Top of RECORDS SHOWN

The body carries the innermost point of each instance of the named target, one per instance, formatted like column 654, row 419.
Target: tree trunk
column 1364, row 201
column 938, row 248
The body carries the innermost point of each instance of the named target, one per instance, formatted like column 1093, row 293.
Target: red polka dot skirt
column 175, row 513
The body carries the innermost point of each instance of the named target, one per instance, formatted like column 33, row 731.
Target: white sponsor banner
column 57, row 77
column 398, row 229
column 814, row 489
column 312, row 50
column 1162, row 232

Bottom of RECORDS SHOWN

WHAT THIS TASK INVOLVES:
Repeat back the data above, exact to the last character.

THE ANSWER:
The body carries the innermost point of each instance of the named target, one per instance, formatted like column 654, row 419.
Target: tree trunk
column 1364, row 201
column 938, row 248
The body carries the innermost point of each instance of the named target, one per instance, formatted like column 1093, row 293.
Target: red polka dot skirt
column 175, row 513
The body carries the innermost point of each instance of the named target, one per instance, formatted like column 33, row 731.
Target: white sponsor banner
column 57, row 77
column 398, row 229
column 814, row 489
column 312, row 50
column 1162, row 232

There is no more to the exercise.